--- Directions for this task ---
Gather every line in the listing below that contains the word "trunk" and copy each of those lines out.

BEGIN Dataset excerpts

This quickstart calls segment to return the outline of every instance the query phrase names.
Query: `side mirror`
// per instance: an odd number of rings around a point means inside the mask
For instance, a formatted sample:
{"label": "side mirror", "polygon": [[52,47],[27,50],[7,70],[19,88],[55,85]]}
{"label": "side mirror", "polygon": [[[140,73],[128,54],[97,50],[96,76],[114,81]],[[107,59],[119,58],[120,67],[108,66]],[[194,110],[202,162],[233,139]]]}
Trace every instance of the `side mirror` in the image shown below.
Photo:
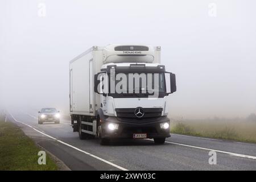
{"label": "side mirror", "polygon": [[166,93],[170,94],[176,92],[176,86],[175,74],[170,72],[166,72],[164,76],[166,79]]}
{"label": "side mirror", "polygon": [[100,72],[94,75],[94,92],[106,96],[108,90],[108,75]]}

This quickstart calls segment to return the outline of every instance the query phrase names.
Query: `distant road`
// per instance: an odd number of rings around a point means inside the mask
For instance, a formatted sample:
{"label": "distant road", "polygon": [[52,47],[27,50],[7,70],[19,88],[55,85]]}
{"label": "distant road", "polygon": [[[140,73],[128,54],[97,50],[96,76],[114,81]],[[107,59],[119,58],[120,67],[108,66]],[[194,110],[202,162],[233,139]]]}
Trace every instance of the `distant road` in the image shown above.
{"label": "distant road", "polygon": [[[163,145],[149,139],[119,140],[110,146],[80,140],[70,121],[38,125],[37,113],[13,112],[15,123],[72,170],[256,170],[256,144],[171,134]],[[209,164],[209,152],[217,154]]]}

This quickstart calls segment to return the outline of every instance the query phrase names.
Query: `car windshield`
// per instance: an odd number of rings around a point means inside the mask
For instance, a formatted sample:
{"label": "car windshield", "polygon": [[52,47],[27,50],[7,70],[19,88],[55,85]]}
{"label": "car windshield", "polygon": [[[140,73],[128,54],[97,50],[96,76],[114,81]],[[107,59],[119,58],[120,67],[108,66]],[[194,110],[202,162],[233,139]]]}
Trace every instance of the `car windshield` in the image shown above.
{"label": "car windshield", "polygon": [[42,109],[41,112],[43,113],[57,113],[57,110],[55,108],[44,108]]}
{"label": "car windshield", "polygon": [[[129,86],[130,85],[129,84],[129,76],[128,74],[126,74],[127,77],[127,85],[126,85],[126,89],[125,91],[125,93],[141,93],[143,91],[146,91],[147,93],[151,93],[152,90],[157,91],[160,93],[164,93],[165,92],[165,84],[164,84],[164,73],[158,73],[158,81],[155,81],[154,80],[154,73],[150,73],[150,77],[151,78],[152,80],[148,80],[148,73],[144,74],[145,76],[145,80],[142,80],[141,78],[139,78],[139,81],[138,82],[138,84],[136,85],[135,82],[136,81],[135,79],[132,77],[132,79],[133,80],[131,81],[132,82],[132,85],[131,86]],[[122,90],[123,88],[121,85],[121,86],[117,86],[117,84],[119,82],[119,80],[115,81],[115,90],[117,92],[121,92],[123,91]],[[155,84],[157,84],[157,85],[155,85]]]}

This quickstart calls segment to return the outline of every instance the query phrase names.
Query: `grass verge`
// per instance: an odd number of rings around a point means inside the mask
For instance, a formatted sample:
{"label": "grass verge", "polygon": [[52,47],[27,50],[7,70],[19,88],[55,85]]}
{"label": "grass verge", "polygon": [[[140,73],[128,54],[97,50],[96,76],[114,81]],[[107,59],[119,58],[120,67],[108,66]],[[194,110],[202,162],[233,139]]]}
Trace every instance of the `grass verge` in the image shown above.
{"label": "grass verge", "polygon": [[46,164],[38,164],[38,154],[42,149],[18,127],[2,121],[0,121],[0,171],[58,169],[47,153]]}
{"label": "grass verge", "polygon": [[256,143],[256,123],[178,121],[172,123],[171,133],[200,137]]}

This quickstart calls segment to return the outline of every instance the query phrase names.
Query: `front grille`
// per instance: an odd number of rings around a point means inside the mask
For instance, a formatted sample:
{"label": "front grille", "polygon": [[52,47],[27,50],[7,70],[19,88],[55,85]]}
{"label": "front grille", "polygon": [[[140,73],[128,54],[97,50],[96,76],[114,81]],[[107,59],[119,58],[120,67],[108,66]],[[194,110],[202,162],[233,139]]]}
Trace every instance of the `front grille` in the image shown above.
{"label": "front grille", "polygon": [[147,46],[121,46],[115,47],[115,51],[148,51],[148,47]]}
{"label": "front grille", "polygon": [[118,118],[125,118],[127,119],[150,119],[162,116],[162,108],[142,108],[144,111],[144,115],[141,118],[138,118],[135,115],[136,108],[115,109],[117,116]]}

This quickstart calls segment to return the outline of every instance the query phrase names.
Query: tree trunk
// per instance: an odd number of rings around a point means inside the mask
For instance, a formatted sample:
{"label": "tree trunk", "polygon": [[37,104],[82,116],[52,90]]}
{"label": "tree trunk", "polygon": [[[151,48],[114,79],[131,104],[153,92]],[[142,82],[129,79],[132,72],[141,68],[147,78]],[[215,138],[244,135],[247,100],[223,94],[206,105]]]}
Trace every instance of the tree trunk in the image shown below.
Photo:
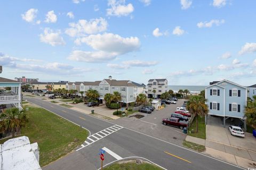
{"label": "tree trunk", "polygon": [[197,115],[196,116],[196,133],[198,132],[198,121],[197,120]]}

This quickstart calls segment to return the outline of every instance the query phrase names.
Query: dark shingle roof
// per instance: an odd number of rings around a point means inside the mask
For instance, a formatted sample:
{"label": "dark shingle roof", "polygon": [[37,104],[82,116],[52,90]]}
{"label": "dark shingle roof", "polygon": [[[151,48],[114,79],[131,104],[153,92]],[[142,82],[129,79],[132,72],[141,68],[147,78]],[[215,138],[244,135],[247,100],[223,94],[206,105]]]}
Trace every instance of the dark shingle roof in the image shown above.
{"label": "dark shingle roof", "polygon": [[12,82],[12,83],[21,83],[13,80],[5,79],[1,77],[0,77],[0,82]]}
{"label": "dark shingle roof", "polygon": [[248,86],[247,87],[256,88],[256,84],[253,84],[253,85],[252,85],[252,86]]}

END Dataset excerpts
BEGIN Dataset excerpts

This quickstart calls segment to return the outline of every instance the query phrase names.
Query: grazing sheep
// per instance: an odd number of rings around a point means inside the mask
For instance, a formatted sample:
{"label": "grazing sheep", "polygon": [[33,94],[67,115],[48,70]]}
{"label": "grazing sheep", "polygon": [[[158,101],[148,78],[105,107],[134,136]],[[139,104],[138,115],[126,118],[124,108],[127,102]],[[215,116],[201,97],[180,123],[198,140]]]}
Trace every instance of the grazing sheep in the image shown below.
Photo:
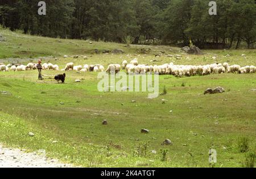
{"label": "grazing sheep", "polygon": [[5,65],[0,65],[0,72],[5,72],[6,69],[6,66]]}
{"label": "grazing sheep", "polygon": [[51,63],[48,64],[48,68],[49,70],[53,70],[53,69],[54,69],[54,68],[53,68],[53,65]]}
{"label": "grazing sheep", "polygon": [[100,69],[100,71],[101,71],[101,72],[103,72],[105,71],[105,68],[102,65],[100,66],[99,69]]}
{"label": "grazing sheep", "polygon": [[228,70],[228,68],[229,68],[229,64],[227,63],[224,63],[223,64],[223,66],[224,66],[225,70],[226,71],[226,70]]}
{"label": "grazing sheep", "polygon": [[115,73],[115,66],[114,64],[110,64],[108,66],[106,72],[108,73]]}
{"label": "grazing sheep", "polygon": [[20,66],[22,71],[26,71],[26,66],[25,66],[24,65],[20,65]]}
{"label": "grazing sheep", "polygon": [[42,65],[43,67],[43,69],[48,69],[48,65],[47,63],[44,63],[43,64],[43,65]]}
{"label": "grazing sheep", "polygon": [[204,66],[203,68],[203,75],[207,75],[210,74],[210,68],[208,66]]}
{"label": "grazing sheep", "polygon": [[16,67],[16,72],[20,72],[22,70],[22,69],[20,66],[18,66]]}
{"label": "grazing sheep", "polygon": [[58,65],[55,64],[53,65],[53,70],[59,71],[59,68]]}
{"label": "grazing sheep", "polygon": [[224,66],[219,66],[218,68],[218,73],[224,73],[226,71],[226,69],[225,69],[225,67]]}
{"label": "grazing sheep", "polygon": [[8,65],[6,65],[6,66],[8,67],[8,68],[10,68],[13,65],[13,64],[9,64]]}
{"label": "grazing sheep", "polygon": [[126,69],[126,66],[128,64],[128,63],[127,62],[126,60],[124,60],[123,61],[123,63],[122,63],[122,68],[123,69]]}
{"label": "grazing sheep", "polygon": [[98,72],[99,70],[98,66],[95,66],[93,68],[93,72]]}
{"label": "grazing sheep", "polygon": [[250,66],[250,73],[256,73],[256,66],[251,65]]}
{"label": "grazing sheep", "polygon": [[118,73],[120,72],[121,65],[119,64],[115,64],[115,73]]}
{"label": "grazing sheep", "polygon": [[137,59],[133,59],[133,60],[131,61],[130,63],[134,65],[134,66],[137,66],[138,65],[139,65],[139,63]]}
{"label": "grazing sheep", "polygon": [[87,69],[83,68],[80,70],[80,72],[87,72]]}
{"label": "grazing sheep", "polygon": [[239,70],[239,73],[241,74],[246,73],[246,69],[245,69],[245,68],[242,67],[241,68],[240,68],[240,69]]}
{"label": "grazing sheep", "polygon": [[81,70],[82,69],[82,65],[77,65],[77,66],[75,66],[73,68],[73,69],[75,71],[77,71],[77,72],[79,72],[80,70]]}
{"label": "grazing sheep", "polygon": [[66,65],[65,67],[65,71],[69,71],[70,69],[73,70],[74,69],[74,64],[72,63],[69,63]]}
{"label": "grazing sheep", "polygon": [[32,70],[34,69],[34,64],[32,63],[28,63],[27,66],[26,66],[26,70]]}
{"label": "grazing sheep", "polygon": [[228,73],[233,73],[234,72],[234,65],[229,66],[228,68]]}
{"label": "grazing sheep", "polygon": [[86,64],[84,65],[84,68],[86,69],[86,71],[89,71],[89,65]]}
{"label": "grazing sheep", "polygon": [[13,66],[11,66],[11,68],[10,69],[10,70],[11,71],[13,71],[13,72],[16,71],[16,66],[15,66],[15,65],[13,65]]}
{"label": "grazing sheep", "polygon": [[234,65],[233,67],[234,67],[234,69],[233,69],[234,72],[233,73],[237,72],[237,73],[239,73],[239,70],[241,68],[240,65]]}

END Dataset excerpts

--- Reply ---
Query: tree trunk
{"label": "tree trunk", "polygon": [[37,104],[82,116],[52,90]]}
{"label": "tree trunk", "polygon": [[[151,48],[114,79],[131,104],[153,92]],[[142,82],[129,79],[132,72],[141,68],[147,78]],[[215,138],[244,135],[247,100],[223,94],[206,105]]]}
Trace every instance of the tree trunk in the image shown below.
{"label": "tree trunk", "polygon": [[197,115],[196,116],[196,133],[198,132],[198,121],[197,120]]}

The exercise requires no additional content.